### Exercise set
1 > In the excerpt on the State land office board, why does the court give a preliminary statement about the legislative background and history of the statutes before going further?
2 > In the excerpt on the State land office board, rename "quitclaim deed" as "deed of release" throughout everything from "On March 11, 1940, the" down to "the issues involved.", and give that passage with the change.

### Extract to read
Act No. 155, Pub. Acts 1937, effective July 3, 1937, created the State land office board and entrusted to *592 its jurisdiction the disposition and sale of those lands in a specified southern portion of counties in lower Michigan, absolute title to which had become vested in the State after the effective date of the act. This law was later amended by Acts Nos. 29, 244 and 329, Pub. Acts 1939 (Comp. Laws Supp. 1940, §§ 3723-1-3723-14, Stat. Ann. 1940 Cum. Supp. §§7.951-7.964).

Under section 7 of the State land office board act, as amended, the sale of lands within the board’s jurisdiction was to begin February 13, 1940, and to include only such lands the absolute title to which had vested in the State. Plaintiff’s lots were affected by this sale, and he availed himself of the privilege accorded former owners by section 7 of the act and repurchased his property for the sum of $50, that being the highest bid.

On March 11, 1940, the land office board executed and delivered to plaintiff, who accepted it, a quitclaim deed conveying to him title in fee to the property formerly owned by him. On March 12, 1940, plaintiff tendered to the State land office board the quitclaim deed so received and accepted by him, offered to reconvey the property to the State of Michigan, and demanded return of the sum of $50 paid as consideration. The State land office board refused to comply with these demands, and plaintiff filed his petition for a writ of mandamus to compel the board to refund the purchase money and accept reconveyance of the lands in controversy. An order to show cause issued, to which defendants filed return.

For a proper understanding of the case, a preliminary statement with regard to the legislative background and history of the statutes in question may illuminate the issues involved.

Between the years 1920 and 1930 speculative activities in real estate in the State, unrestrained by *593 normal caution and on a scale unparalleled, liad resulted in platting of subdivisions with building lots sold at highly inflated prices. The same exaggeration seeped into farm lands and business properties in cities. During this period municipalities and their officials encouraged the speculative movement by approval, in undeveloped areas, of widespread improvements, including sewer extensions, sidewalks, and pavements. The entire movement was pervaded by an enthusiasm uncolored by moderation. But all of these plans and hopes collapsed under the pitiless and inexorable advance of economic depression, of which this court has on several occasions taken judicial notice. Schnitz v. Grand River Avenue Development Co., 271 Mich. 253; Pesciarelli v. Trestain, 288 Mich. 89. Yestiges of these shattered dreams of wealth survive in spectral outlines of cities now crumbling to ruin in remote country fields, and the omniscient eye of retrospection finds it is easy to survey the past and call it unwise.

### Supplied material
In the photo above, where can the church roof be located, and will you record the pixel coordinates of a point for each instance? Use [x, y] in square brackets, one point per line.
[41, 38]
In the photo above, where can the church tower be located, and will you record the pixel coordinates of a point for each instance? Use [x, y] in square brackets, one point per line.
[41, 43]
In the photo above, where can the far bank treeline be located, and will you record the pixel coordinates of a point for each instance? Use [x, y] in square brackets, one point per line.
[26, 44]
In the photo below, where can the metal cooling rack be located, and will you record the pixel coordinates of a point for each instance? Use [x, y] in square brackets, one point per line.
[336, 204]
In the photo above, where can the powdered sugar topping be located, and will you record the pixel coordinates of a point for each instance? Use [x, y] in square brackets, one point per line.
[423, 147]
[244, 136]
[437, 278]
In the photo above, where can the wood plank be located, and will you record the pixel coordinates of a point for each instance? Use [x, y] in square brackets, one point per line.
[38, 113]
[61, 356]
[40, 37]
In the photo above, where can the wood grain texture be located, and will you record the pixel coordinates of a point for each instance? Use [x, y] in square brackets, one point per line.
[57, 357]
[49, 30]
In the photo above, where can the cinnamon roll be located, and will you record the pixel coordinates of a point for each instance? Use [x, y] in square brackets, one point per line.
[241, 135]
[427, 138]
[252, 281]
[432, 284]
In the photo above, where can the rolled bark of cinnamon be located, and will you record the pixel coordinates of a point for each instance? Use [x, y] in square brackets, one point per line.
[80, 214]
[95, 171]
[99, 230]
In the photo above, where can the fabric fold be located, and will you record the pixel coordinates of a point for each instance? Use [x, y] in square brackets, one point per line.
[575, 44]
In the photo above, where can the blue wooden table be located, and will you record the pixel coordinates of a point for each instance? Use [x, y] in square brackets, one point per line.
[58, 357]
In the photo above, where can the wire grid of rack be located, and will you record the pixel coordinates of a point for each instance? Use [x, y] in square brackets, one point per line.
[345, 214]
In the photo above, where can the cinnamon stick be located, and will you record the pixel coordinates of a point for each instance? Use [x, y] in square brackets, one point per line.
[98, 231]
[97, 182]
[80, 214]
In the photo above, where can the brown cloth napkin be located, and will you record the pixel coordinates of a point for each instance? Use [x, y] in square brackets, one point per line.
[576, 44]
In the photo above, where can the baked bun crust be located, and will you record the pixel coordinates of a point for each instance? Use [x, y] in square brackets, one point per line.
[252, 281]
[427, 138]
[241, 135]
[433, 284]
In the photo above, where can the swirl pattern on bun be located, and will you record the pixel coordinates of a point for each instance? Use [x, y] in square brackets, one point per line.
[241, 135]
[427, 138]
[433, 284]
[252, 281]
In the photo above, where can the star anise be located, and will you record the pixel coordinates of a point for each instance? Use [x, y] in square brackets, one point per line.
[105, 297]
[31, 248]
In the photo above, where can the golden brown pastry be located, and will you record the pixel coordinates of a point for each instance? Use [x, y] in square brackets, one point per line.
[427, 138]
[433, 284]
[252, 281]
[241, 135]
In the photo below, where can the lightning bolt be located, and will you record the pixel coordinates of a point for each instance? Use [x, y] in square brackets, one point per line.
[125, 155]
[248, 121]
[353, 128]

### Answers
1 > The court says that such a statement, given for a proper understanding of the case, may illuminate the issues involved.

2 >
On March 11, 1940, the land office board executed and delivered to plaintiff, who accepted it, a deed of release conveying to him title in fee to the property formerly owned by him. On March 12, 1940, plaintiff tendered to the State land office board the deed of release so received and accepted by him, offered to reconvey the property to the State of Michigan, and demanded return of the sum of $50 paid as consideration. The State land office board refused to comply with these demands, and plaintiff filed his petition for a writ of mandamus to compel the board to refund the purchase money and accept reconveyance of the lands in controversy. An order to show cause issued, to which defendants filed return.

For a proper understanding of the case, a preliminary statement with regard to the legislative background and history of the statutes in question may illuminate the issues involved.